[Dettagli esercizio]: Trascrivi senza modifiche il passo del brano sui giovani riportato sotto, da "Chi mi conosce" fino a "e la colpevolizzazione." incluso.

[Brano scelto]:
####
Come si potrà già intuire, quella a cui mi riferisco è la categoria dei giovani, colpiti in modo devastante da un anno di lockdown, accusati di tutto durante l'estate e le cui istanze sono ormai ignorate dagli addetti ai lavori.

Chi mi conosce sa che ho osservato alcuni aspetti controversi della mia generazione, tuttavia non posso rimanere in silenzio da quando è bersagliata da due tendenze francamente intollerabili: l'indifferenza e la colpevolizzazione.

Alla luce degli ultimi fatti di cronaca nella mia Parma (teatro di maxi-risse a cielo aperto in una delle sue piazze più belle e significative) ho ritenuto opportuno lanciare un appello per una maggior consapevolezza della situazione attuale, provocata da un completo disinteresse delle istituzioni e deficitaria sotto tutti i punti di vista: non si può certo giustificare o contestualizzare la violenza che 50 ragazzi hanno manifestato nella giornata di sabato scorso, bisogna però sforzarsi di capire la ragioni e le cause che stanno dietro a questi episodi drammatici, insomma essere empatici nei confronti dei nostri giovani.
####
[Voci estratte]:
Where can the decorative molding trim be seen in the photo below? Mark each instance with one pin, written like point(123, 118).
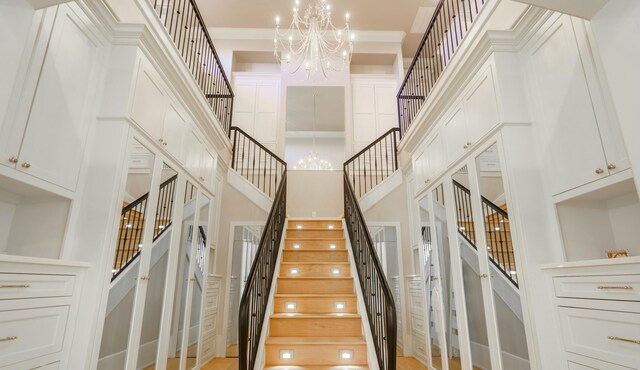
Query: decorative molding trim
point(267, 34)
point(468, 60)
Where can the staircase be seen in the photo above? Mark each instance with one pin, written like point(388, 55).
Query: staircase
point(315, 320)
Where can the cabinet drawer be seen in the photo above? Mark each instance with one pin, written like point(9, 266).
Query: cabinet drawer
point(606, 335)
point(614, 287)
point(31, 333)
point(13, 286)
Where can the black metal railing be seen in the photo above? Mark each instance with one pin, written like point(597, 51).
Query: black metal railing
point(373, 164)
point(256, 163)
point(132, 225)
point(378, 299)
point(253, 305)
point(450, 23)
point(187, 29)
point(498, 233)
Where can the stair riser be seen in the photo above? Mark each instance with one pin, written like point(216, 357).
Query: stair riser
point(315, 270)
point(315, 224)
point(319, 354)
point(315, 256)
point(328, 233)
point(305, 244)
point(315, 305)
point(312, 286)
point(315, 327)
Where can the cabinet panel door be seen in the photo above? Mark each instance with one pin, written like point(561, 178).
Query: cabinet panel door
point(455, 134)
point(208, 163)
point(173, 133)
point(56, 131)
point(570, 141)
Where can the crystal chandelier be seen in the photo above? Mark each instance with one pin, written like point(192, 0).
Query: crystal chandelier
point(312, 41)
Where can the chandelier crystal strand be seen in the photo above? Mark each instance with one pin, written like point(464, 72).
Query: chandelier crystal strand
point(312, 41)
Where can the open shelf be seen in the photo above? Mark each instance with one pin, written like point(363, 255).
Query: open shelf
point(602, 220)
point(32, 221)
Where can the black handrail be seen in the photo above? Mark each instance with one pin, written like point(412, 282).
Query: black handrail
point(253, 305)
point(378, 299)
point(373, 164)
point(498, 233)
point(256, 163)
point(451, 21)
point(184, 23)
point(132, 225)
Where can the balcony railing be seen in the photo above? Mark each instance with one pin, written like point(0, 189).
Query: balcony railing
point(451, 22)
point(183, 21)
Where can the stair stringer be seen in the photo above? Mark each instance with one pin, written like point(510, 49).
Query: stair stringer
point(501, 285)
point(372, 357)
point(261, 356)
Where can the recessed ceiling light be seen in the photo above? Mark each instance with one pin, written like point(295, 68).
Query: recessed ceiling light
point(346, 354)
point(286, 354)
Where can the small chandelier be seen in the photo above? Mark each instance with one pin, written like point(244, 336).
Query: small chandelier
point(312, 41)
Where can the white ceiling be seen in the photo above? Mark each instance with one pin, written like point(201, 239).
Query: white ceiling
point(325, 112)
point(409, 16)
####
[Soluzione]:
Chi mi conosce sa che ho osservato alcuni aspetti controversi della mia generazione, tuttavia non posso rimanere in silenzio da quando è bersagliata da due tendenze francamente intollerabili: l'indifferenza e la colpevolizzazione.